Day 9 - Western Carolina Thompson Roots
   
 
My Father's boyhood home in the Blue Ridge Mountains of North Carolina...
 
We rose early in Blairsville, Georgia, near the North Carolina border...
 
We breakfasted at Chef David's, just a few yards from our accommodations. I had the Mozzarella Tomato Biscuit and the Portabella Cheddar Biscuit, and I must state here that they were the finest biscuits I have ever flapped a lip over. The biscuits were made from scratch by two little old ladies in the kitchen and I was able to congratulate them both. I regret the lack of photographic evidence.
 
We drove down the way and stopped in at my Uncle Elmer's and Aunt Christine's. After pleasantries, we discussed the location of the grave of David Thompson, the first Thompson to make it to America. Uncle Elmer decided to show the way... we met Cousin Michael and his wife Mildred near the site and commenced the hike.
 
On the way we passed the Nottley Dam, an old TVA project.
 
The hike commenced in this frosty north Georgia field, very near to where my Father was raised (Culberson, in Cherokee County North Carolina). The area here is where North Carolina, Georgia, and Tennessee all come together.
 
       
 
A local hunter joined up for part of the march...
 
old_cabin.JPG (60780 bytes)       
 
 
 
David Thompson's grave site. The marker was added sometime back in the 1940's by one of baseball legend Ty Cobb's relatives who lived nearby...
 
     
 
David Thompson was born in 1800 and hailed form Scotland. He married an English woman, Mary, and together they sailed to America. The ship wrecked a mile off the Carolina coast and the passengers had to swim to land. Mary Thompson drowned during the struggle. David Thompson then took a Cherokee Indian wife, Namie, who was the great-great-granddaughter of Chigau, the highest ranking woman of the Cherokees. Namie died a few years later in Oklahoma. David Thompson then took a third wife. The Thompson branch of which I am part is from that third union.
 
We proceeded on, led by Mildred... reaching the banks of the Nottley River...
 
       
 
This piece of bottom land along the Nottley River belonged to baseball legend Ty Cobb's relatives. As mentioned, one of Ty Cobb's relatives placed the (new) marker on David Thompson's grave back in the 1940's...
 
Proceeding on, we came to an old cabin...
 
Legend has it that this submerged, hewed log was placed by David Thompson himself,  sometime during the 1840's as the start of a dam...
 
Proceeding on... we came to another old cabin, inhabited long ago by my father's great uncle Sion. It is said that Sion had no neck - that his head rested right on his shoulders. Cousin Michael, Uncle Elmer, and Father, at the old Sion cabin...

[Part of a data file]
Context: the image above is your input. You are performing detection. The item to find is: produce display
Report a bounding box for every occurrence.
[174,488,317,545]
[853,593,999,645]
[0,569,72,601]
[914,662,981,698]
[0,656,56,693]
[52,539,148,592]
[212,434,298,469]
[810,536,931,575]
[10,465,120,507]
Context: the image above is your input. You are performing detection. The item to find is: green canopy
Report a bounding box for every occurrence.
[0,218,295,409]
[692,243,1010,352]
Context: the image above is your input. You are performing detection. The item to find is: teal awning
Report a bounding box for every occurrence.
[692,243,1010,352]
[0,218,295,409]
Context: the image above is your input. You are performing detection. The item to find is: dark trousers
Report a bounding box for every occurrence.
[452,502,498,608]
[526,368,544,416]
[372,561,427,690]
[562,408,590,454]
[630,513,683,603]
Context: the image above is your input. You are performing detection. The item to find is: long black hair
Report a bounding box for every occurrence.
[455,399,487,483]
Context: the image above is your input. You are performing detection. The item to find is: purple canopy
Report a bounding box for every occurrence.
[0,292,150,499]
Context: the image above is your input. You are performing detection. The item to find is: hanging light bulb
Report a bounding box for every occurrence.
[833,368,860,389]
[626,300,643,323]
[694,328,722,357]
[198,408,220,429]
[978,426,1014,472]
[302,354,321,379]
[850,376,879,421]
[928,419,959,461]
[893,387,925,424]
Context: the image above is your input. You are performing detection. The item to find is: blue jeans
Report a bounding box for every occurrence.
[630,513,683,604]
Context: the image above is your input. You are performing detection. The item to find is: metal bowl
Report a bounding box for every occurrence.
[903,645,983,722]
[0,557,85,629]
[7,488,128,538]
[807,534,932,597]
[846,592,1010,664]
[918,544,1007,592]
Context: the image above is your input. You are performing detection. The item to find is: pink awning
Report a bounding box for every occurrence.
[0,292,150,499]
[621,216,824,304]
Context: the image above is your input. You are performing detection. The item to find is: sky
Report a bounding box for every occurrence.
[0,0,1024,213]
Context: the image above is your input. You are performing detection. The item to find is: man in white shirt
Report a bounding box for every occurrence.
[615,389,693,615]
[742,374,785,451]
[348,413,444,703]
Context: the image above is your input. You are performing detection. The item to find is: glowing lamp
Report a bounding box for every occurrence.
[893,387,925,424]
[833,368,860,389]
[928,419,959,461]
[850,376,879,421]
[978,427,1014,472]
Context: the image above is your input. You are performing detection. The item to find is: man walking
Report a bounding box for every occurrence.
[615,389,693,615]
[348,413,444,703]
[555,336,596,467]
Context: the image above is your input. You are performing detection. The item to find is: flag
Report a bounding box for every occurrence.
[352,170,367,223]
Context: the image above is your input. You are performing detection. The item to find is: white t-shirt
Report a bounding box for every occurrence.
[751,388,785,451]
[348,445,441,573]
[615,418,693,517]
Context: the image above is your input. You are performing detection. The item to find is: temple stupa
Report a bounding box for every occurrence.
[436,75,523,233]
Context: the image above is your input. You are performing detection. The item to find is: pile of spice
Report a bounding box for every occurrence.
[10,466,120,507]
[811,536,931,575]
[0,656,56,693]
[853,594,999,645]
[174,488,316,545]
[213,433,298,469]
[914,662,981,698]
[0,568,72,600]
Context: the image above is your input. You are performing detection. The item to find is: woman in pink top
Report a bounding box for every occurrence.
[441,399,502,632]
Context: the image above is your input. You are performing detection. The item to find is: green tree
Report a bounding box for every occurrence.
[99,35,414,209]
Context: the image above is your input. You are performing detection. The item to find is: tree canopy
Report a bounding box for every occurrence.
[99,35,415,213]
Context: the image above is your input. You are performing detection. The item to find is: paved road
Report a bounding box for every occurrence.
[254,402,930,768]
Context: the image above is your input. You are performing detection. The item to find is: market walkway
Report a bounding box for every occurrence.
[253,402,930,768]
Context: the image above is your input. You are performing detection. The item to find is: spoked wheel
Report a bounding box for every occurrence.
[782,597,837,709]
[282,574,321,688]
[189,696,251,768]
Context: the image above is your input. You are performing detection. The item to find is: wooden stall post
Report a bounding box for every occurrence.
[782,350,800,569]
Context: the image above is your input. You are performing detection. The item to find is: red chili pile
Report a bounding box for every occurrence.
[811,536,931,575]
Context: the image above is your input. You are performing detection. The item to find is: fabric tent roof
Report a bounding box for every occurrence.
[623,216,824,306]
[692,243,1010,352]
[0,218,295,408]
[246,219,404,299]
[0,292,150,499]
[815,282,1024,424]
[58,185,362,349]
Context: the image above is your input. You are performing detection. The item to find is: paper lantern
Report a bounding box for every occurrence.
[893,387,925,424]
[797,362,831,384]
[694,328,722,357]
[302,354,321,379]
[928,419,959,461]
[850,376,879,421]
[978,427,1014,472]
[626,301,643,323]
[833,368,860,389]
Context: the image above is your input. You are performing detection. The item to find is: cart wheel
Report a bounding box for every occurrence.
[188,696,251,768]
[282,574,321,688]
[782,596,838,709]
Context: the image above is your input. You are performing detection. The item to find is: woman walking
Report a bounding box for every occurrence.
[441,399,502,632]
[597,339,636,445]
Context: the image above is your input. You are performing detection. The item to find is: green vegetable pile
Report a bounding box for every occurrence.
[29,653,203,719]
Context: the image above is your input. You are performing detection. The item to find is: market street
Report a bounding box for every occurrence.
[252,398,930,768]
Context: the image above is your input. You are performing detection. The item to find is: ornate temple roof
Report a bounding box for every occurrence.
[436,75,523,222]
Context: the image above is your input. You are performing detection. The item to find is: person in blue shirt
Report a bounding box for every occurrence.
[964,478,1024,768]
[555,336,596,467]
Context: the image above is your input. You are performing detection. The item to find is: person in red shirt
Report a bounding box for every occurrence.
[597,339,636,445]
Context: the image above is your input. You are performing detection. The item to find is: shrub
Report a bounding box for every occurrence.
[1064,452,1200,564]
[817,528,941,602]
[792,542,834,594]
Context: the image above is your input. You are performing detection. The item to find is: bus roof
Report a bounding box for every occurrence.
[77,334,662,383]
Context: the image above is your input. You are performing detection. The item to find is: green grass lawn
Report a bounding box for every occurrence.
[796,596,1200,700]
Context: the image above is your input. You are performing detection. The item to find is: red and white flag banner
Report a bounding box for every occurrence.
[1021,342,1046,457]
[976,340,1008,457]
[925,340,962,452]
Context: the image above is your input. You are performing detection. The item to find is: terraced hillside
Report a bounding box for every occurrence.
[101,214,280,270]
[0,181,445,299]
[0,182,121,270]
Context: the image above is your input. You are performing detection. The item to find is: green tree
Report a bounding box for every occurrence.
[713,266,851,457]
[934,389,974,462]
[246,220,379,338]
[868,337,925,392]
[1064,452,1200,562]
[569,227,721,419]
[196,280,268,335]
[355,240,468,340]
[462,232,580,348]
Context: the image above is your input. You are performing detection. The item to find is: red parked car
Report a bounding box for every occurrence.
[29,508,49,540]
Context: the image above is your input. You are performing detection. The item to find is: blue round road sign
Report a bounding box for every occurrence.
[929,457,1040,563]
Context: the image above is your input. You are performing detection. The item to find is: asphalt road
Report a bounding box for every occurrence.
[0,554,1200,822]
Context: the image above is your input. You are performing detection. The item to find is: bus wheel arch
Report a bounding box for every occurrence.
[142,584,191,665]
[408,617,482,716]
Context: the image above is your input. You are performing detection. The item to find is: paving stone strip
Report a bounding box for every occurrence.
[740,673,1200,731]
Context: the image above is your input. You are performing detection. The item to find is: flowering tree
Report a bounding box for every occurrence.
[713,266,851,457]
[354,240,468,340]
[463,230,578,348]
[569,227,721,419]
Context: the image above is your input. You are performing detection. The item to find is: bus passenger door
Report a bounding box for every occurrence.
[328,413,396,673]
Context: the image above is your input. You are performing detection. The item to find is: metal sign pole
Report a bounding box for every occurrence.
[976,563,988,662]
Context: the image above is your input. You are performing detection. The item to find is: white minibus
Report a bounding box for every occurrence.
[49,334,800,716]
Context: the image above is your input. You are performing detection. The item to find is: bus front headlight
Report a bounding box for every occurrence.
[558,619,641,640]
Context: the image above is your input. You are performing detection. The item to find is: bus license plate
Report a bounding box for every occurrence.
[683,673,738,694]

▶ Required actions:
- 1) Copy the account of the Thompson roots trip word for word, from "Day 9 - Western" up to and including "North Carolina border...".
- 2) Continue the account of the Thompson roots trip from the point where it stops.

▶ Answers to the exercises:
- 1)
Day 9 - Western Carolina Thompson Roots
   
 
My Father's boyhood home in the Blue Ridge Mountains of North Carolina...
 
We rose early in Blairsville, Georgia, near the North Carolina border...

- 2)
Next we drove a short way to Cousin Michael's home in Blairsville, Georgia. Michael has in his possession a compass used by David Thompson on the Trail Of Tears, in 1838...
 
     
 
A handsome old house just down the road apiece from Cousin Michael's...
 
 
Back in Blairsville at Uncle Elmer's and Aunt Christine's... we examined the archives...
 
Blairsville is in Union County, Georgia, so named because so many there fought with the North during the Civil War. Many of the grave yards in the Blairsville / Murphy area contain the graves of local men who wore the Yankee blue...
 
Father's brothers... Fred, Colvin (not a brother), Elmer, and Father...
 
Father's siblings...  Father, Lois, Elmer, Blanche, and Fred...
 
mother_meets_fathers_family.JPG (128983 bytes) My Mother's first trip up to the highlands to meet my Father's family. My grandparents are on the left, Uncle Elmer and Cousin Michael on the right...
 
Genealogy... there's much to explore here...
 
Uncle Elmer has a restored 1953 Ford tractor...
 
My Father's boyhood church, "The Line," so named because it stands on the North Carolina / Georgia state line... and the Thompson graveyard...
 
       
 
The church and graveyard are situated on a hill with a commanding westward view of the Blue Ridge Mountains. Standing at this spot I feel as close to my heritage as I can get...
 
From this spot can be seen my grandfather's grave (the closest maker), the church he sang in, the road he traveled on, and across the way, the point of his birth...
 
Various Thompson tombstones...
       
 
   
 
One of the afore mentioned Ty Cobb relatives...
 
Moving on down the road to where my Father was born and raised... Cherokee County North Carolina. Happy Top, another church where my father attended services...
 
This is where Uncle Clink's house stood. Though he died years before I was born I've always felt a special fondness for him, based on the stories I've heard. Uncle Clink was a fiddle player and whenever I hear Bill Monroe's "Uncle Pen" I imagine old Uncle Clink, playing his fiddle on the front porch... hat, beard, and suspenders... I'm told that Uncle Clink was well read... that he read from the Bible and Josephus everyday and was a great story teller. Something tells me he probably smoked a pipe...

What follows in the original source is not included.